* Given problem: Copy the records below verbatim, starting at the line that contains "Identify the cow's belly" and continuing through the last line of the records, both ends included.

* Data for this task:
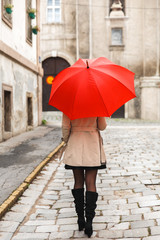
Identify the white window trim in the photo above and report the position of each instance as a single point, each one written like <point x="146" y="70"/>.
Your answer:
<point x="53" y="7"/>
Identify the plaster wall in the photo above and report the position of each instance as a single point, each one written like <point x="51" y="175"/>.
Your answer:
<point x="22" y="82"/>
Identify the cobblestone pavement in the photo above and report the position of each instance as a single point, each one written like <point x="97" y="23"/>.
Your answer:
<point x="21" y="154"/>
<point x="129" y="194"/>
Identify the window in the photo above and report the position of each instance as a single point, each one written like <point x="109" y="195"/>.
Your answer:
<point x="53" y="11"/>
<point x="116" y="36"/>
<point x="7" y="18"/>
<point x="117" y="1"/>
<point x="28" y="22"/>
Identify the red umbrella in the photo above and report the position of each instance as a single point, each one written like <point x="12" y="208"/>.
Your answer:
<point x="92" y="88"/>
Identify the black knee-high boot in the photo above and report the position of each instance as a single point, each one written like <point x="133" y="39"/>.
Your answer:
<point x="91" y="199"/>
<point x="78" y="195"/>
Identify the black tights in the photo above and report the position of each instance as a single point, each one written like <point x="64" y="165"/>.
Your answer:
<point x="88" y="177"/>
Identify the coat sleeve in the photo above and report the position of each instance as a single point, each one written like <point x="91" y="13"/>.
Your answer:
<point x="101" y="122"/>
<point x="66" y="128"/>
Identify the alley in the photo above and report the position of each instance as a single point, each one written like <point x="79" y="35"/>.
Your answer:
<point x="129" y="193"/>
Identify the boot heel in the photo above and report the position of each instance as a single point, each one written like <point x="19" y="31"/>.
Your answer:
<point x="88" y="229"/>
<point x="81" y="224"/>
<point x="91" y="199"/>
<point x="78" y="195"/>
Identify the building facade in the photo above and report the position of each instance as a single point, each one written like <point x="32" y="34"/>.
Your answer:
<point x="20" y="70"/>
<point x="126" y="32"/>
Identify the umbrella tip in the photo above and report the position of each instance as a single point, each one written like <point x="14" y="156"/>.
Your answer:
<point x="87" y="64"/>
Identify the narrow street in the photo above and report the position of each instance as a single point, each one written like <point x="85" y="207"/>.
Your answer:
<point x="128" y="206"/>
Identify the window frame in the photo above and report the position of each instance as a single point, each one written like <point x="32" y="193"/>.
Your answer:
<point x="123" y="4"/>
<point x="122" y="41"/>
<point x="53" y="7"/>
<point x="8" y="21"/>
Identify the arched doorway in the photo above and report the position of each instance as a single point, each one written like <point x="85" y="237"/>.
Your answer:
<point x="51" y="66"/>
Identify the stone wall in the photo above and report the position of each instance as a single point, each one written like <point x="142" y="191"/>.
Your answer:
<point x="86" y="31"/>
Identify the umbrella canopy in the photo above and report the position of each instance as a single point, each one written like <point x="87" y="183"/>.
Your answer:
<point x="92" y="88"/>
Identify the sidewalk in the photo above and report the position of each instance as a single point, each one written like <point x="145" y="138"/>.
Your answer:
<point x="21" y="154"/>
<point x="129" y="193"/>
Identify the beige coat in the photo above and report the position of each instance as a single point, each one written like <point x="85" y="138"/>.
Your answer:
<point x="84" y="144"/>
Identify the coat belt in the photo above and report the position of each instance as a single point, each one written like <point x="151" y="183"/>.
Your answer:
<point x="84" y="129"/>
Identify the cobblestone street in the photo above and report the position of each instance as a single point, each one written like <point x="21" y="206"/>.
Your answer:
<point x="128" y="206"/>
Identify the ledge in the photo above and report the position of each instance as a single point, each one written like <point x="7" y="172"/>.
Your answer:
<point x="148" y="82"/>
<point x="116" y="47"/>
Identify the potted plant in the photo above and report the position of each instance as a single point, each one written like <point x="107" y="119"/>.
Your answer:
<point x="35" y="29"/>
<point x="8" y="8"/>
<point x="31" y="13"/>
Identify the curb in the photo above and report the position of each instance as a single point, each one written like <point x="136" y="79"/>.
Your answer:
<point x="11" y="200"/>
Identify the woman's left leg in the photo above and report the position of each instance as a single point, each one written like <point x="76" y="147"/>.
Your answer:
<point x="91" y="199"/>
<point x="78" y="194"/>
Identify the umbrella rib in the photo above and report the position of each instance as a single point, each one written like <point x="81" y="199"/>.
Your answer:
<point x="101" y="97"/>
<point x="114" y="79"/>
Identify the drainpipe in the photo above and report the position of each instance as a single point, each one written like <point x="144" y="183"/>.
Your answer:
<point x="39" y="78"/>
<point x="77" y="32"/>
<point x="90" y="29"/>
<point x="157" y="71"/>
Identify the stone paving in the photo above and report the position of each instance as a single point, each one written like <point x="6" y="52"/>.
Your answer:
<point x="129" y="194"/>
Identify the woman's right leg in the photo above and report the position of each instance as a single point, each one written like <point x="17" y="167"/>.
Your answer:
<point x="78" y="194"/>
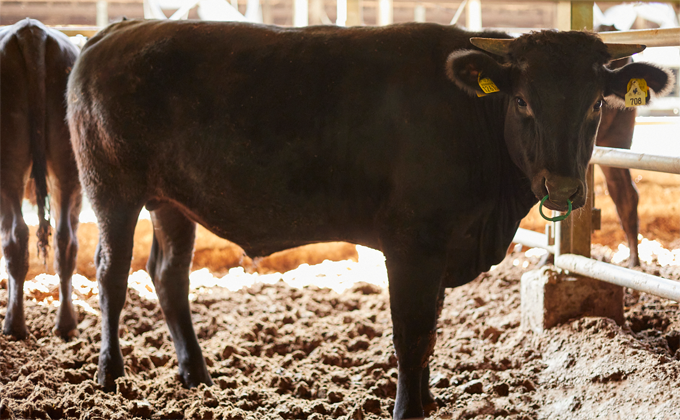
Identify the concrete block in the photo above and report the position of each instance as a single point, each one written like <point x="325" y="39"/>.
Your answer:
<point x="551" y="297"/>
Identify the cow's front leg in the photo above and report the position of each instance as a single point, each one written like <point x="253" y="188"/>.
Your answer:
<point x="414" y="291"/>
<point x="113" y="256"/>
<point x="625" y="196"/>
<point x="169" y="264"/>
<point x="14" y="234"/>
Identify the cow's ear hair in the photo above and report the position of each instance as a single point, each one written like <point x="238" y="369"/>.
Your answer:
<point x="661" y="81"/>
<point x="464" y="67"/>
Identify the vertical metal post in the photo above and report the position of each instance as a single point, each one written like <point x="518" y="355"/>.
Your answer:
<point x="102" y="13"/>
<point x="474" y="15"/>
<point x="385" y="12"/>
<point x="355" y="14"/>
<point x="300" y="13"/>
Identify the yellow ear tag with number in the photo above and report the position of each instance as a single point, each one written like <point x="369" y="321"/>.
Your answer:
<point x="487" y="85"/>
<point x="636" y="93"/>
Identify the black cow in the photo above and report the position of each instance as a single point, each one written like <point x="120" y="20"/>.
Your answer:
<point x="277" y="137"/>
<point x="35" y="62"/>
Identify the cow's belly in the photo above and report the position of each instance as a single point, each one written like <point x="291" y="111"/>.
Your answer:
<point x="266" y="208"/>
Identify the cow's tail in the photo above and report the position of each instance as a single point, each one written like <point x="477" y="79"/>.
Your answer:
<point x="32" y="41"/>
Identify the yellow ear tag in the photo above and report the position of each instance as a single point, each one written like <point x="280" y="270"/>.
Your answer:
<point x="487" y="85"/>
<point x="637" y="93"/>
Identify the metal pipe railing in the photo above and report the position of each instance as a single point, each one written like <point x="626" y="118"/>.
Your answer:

* Answer to the exercise:
Identify the cow's belly in the photo above and report the position of each instance as a single point, each one written like <point x="291" y="111"/>.
Your answer:
<point x="266" y="208"/>
Identify the cow's tail in the photo above and report the position of each instance as a single point, each one written like <point x="477" y="79"/>.
Your answer:
<point x="32" y="41"/>
Identify the yellow ear tag in the photo above and report the position of each instance as a single point, each one written like <point x="280" y="270"/>.
Your answer:
<point x="487" y="85"/>
<point x="637" y="93"/>
Identify the metal pipe railing in the photo above and report the position of each instance as a single point, each one written like <point x="626" y="118"/>.
Your answer:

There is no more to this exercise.